__GIVEN TEXT__:
□ □ □ □ □ □ □

In [1]:
import sys, os
In [2]:
from adaptivemd import (
Project, Task, File, PythonTask
)
Let's open our test
project by its name. If you completed the first examples this should all work out of the box.
In [3]:
project = Project('tutorial')
Open all connections to the MongoDB
and Session
so we can get started.
Let's see again where we are. These numbers will depend on whether you run this notebook for the first time or just continue again. Unless you delete your project it will accumulate models and files over time, as is our ultimate goal.
In [4]:
print project.files
print project.generators
print project.models
Now restore our old ways to generate tasks by loading the previously used generators.
In [5]:
engine = project.generators['openmm']
modeller = project.generators['pyemma']
pdb_file = project.files['initial_pdb']
A task is in essence a bash script-like description of what should be executed by the worker. It has details about files to be linked to the working directory, bash commands to be executed and some meta information about what should happen in case we succeed or fail.
Let's first explain briefly how a task is executed and what its components are. This was originally build so that it is compatible with radical.pilot and still is. So, if you are familiar with it, all of the following information should sould very familiar.
A task is executed from within a unique directory that only exists for this particular task. These are located in adaptivemd/workers/
and look like
worker.0x5dcccd05097611e7829b000000000072L/
the long number is a hex representation of the UUID of the task. Just if you are curious type
print hex(my_task.__uuid__)
Then we change directory to this folder write a running.sh
bash script and execute it. This script is created from the task definition and also depends on your resource setting (which basically only contain the path to the workers directory, etc)

□ □ □ □ □ □ □

Point placement records

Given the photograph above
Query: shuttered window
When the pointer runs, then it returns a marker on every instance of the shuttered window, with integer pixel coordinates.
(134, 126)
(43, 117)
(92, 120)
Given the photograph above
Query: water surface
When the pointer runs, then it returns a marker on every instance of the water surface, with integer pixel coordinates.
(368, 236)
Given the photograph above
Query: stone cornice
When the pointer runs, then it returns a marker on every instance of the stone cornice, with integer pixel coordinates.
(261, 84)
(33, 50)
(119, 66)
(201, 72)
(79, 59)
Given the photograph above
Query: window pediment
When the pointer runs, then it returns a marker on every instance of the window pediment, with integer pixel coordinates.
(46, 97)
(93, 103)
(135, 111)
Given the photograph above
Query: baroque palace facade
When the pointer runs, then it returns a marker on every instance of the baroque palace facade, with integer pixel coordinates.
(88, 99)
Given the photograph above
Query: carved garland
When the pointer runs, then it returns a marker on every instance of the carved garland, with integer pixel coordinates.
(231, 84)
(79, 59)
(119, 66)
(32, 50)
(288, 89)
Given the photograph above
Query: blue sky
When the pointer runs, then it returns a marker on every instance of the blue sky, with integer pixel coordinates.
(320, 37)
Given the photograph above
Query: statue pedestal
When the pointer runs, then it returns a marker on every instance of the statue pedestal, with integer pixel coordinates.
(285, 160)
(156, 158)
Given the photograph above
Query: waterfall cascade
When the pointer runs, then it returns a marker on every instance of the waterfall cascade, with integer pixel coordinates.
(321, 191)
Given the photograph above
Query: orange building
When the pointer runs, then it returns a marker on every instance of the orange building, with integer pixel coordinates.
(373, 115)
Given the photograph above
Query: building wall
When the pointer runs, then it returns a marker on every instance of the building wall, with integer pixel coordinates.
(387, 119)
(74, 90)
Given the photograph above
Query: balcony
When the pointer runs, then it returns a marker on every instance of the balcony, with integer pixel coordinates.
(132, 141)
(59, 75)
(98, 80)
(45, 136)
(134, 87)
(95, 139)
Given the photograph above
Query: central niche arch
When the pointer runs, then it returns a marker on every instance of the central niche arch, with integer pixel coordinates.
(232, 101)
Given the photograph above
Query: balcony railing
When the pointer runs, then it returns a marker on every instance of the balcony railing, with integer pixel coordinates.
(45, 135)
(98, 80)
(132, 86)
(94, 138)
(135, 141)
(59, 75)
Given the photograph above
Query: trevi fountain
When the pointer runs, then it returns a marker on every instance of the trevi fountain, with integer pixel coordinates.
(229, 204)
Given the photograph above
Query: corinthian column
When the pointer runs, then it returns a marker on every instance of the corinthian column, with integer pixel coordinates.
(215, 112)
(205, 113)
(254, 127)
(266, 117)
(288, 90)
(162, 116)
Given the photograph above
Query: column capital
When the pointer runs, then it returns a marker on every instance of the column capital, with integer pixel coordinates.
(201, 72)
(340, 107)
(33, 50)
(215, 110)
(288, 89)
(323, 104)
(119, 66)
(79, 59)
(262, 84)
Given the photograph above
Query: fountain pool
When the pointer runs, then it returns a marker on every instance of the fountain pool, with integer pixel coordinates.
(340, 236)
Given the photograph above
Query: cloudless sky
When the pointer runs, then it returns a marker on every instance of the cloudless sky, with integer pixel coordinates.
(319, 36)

□ □ □ □ □ □ □

__TASKS FOR THIS EXERCISE__:
[a] In the adaptivemd tutorial, what does the long number in a worker directory's name represent?
[b] Translate this sentence from the adaptivemd tutorial into Spanish: "A task is executed from within a unique directory that only exists for this particular task."

__EXPECTED RESULTS__:
[a] It is a hex representation of the UUID of the task.

[b] Una tarea se ejecuta desde un directorio único que solo existe para esta tarea en particular.